STATED TASK:
Repeat word for word the line with "Target: player's ear." and every line after it until the records below run out.

>> START

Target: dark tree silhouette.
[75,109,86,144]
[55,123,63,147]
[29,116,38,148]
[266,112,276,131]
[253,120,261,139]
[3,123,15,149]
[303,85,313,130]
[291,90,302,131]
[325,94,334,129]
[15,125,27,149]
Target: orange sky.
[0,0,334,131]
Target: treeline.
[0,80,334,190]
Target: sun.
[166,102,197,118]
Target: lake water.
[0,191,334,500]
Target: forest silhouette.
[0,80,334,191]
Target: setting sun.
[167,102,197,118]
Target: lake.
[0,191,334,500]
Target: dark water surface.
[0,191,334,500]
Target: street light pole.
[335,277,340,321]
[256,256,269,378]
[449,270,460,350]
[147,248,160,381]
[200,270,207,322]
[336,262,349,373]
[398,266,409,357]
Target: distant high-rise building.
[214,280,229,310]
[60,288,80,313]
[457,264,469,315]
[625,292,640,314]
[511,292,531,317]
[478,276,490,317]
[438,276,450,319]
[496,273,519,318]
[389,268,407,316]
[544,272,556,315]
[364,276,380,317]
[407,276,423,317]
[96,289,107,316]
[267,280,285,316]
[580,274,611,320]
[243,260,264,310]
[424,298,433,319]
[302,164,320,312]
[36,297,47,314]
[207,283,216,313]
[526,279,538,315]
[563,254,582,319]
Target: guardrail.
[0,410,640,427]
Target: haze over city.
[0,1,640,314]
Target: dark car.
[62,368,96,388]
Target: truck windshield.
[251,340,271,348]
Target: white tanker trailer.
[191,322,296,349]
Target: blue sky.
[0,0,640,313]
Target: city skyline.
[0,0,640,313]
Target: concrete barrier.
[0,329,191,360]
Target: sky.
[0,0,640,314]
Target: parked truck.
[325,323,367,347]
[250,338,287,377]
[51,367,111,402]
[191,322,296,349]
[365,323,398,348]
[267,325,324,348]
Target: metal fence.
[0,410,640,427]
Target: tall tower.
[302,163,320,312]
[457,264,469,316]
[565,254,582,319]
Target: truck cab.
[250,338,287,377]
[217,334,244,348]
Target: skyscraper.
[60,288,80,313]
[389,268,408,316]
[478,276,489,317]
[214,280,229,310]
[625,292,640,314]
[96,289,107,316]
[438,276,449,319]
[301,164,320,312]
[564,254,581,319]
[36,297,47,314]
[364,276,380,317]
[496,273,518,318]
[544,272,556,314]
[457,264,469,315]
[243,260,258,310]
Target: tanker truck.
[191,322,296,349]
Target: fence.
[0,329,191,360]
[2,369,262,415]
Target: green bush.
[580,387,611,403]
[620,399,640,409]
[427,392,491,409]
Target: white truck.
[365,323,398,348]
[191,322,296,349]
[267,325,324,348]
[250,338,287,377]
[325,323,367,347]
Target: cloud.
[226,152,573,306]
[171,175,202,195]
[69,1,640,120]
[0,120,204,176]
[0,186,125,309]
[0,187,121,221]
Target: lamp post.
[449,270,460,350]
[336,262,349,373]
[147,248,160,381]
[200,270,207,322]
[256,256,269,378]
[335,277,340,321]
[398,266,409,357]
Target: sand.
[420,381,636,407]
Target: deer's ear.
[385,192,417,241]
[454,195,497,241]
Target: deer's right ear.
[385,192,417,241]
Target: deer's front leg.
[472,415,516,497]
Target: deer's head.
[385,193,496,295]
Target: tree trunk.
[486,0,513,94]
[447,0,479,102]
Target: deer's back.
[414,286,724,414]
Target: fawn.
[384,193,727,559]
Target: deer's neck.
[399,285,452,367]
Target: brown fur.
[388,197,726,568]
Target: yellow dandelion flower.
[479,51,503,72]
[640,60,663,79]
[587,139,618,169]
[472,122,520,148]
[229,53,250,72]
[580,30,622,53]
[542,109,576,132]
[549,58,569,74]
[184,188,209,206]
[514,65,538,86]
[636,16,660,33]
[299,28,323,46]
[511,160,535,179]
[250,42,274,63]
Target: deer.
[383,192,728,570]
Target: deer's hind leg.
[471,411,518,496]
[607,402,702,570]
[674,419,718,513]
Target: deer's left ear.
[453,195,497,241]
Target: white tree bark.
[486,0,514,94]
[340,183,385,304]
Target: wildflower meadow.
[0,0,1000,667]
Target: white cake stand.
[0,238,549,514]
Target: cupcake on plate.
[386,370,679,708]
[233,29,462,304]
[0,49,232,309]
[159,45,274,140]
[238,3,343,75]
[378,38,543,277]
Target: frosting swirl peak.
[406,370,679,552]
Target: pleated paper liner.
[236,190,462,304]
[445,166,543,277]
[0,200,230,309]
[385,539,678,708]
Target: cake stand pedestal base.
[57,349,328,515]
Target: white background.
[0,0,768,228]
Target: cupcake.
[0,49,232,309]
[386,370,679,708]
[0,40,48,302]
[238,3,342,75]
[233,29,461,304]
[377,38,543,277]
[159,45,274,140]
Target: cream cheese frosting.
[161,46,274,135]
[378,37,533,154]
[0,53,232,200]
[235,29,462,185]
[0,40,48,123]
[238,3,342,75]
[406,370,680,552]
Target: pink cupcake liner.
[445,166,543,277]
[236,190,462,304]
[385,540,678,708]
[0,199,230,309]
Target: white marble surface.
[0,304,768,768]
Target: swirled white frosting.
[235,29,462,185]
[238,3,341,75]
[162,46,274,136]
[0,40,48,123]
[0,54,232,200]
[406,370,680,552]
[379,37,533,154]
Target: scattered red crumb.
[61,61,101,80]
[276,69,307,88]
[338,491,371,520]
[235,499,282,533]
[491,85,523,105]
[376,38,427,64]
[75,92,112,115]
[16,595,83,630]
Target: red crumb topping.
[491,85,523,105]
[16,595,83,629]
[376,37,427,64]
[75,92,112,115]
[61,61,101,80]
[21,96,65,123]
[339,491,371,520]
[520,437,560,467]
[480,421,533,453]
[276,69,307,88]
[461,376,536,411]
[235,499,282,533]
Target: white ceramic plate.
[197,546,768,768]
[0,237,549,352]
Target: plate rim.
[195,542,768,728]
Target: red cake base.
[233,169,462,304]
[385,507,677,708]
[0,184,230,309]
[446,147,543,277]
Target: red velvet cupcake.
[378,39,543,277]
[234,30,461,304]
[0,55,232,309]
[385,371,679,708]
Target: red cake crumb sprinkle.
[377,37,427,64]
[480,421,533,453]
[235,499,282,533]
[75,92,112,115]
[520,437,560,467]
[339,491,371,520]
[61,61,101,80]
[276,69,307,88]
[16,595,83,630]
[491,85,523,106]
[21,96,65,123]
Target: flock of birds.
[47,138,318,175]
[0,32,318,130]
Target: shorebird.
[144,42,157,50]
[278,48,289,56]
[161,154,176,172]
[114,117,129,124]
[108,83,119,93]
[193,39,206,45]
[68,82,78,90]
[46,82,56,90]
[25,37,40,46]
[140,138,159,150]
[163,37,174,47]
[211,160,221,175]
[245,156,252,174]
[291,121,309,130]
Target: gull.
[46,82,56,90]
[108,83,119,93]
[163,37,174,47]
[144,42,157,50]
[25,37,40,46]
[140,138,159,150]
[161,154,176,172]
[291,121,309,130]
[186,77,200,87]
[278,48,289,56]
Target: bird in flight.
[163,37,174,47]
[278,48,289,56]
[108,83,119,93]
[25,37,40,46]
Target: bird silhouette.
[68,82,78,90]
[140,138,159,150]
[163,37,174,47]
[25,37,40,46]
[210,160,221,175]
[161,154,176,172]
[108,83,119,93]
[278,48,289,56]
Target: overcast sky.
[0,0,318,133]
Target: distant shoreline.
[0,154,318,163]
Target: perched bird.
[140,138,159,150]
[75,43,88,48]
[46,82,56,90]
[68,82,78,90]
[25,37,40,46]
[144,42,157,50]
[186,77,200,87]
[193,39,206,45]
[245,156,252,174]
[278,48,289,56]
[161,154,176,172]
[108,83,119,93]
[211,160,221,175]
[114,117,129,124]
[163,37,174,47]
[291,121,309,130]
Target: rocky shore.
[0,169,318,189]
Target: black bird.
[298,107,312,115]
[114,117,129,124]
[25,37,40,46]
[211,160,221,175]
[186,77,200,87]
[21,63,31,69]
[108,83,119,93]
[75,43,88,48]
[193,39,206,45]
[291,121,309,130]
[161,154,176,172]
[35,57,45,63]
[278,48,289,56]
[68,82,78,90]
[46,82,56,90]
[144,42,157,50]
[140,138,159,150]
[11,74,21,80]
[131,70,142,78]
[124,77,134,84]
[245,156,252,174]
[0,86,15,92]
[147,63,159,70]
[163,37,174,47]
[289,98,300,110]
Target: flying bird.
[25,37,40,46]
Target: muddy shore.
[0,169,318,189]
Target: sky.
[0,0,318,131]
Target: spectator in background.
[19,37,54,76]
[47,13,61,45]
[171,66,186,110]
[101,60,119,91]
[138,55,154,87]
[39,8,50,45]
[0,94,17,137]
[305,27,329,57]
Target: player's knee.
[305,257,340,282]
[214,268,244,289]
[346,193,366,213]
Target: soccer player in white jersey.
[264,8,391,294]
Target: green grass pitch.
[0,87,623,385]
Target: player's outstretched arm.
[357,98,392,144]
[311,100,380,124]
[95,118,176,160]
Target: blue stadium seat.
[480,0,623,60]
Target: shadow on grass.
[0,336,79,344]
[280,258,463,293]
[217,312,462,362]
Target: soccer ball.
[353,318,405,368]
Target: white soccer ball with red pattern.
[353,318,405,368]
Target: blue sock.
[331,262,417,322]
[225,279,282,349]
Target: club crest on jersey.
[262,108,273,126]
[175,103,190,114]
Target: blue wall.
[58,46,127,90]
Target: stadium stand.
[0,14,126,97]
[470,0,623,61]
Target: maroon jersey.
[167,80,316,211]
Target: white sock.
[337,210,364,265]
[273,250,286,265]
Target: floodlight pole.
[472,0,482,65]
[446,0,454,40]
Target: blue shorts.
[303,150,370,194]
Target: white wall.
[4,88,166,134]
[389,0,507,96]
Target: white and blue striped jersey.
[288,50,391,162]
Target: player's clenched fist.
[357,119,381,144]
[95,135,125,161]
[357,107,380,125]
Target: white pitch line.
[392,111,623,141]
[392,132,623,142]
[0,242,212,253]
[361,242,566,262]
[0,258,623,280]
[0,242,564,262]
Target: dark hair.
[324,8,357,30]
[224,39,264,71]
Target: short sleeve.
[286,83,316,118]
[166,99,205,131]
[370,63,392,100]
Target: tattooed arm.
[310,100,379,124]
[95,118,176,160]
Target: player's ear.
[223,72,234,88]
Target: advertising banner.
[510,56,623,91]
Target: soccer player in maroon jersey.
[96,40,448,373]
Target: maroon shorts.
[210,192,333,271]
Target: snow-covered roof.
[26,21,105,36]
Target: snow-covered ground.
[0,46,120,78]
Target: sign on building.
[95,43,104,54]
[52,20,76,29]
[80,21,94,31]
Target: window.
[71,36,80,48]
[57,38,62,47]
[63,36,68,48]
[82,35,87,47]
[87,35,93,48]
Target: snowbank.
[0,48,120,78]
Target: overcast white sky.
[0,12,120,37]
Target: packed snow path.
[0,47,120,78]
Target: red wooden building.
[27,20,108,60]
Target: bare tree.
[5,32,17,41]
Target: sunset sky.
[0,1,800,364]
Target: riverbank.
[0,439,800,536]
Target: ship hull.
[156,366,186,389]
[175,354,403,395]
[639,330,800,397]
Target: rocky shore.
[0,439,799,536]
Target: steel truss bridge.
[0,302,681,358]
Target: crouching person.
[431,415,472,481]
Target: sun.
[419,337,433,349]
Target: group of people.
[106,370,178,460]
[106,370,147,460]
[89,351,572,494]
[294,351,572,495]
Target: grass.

>> END

THE RESULT:
Target: player's ear.
[223,72,234,88]
Target: advertising banner.
[510,56,623,91]
Target: soccer player in maroon jersey.
[96,40,448,373]
Target: maroon shorts.
[210,192,333,271]
Target: snow-covered roof.
[26,21,105,36]
Target: snow-covered ground.
[0,46,120,78]
Target: sign on building.
[95,43,104,54]
[52,20,76,29]
[80,21,94,31]
Target: window.
[71,36,80,48]
[57,38,62,47]
[63,36,68,48]
[82,35,87,47]
[87,35,93,48]
Target: snowbank.
[0,48,120,78]
Target: overcast white sky.
[0,12,120,37]
Target: packed snow path.
[0,47,120,78]
Target: red wooden building.
[27,20,108,60]
Target: bare tree.
[5,32,17,41]
Target: sunset sky.
[0,1,800,364]
Target: riverbank.
[0,439,800,536]
Target: ship hull.
[156,366,186,389]
[175,354,403,395]
[639,330,800,397]
Target: rocky shore.
[0,439,799,536]
Target: steel truss bridge.
[0,302,681,358]
Target: crouching person.
[431,415,472,481]
Target: sun.
[419,337,433,349]
Target: group of people.
[106,370,178,460]
[106,370,147,460]
[89,351,572,494]
[294,351,572,495]
Target: grass.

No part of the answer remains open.